··· DATA EXCERPTS

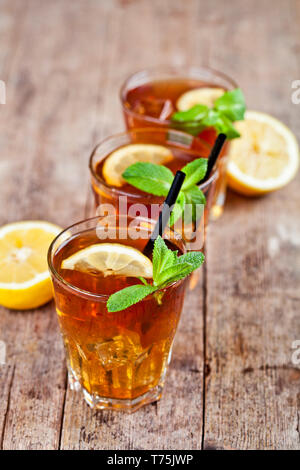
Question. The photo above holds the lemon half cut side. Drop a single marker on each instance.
(24, 278)
(117, 162)
(265, 157)
(110, 259)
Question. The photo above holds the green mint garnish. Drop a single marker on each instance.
(153, 179)
(167, 268)
(157, 180)
(228, 108)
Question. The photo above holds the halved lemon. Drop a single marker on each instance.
(24, 279)
(205, 95)
(264, 158)
(110, 259)
(117, 162)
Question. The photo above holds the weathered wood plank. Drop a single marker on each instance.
(49, 118)
(252, 390)
(175, 422)
(63, 63)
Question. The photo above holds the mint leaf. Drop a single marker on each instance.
(174, 273)
(232, 105)
(228, 108)
(149, 177)
(194, 204)
(224, 125)
(177, 209)
(221, 123)
(194, 171)
(162, 258)
(129, 296)
(167, 268)
(196, 113)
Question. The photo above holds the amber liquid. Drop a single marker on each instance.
(152, 204)
(157, 100)
(118, 355)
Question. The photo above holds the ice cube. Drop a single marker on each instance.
(155, 107)
(119, 350)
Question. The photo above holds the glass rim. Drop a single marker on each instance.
(84, 292)
(163, 68)
(119, 191)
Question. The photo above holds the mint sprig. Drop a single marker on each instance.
(167, 268)
(157, 180)
(230, 107)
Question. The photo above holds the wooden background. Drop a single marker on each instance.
(231, 384)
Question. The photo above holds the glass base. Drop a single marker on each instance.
(126, 405)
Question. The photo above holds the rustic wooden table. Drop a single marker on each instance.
(232, 383)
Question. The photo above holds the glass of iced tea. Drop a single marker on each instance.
(119, 359)
(126, 199)
(150, 97)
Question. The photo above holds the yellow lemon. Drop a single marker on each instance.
(264, 158)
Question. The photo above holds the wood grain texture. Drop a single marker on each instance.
(63, 63)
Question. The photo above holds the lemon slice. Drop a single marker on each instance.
(122, 158)
(110, 259)
(206, 96)
(264, 158)
(24, 279)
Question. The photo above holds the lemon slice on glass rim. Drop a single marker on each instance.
(110, 259)
(265, 157)
(117, 162)
(206, 96)
(24, 278)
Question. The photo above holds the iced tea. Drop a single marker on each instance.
(118, 359)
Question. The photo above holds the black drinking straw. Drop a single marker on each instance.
(215, 152)
(166, 211)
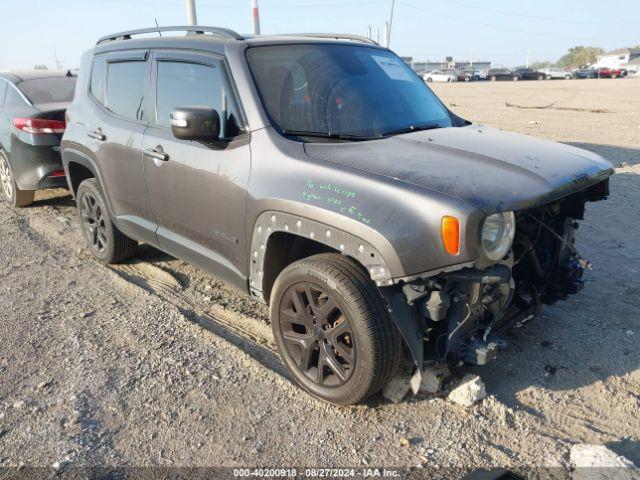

······

• **TASK INSTRUCTIONS**:
Which lines in the data above contain the word "slice"? Pick out each one and copy it in full.

• **TASK OUTPUT**:
Question. The photo above holds the lemon slice. Drop a single marker on each instance.
Question. The photo above holds the lemon slice on glass rim. Drop a single marker on each instance.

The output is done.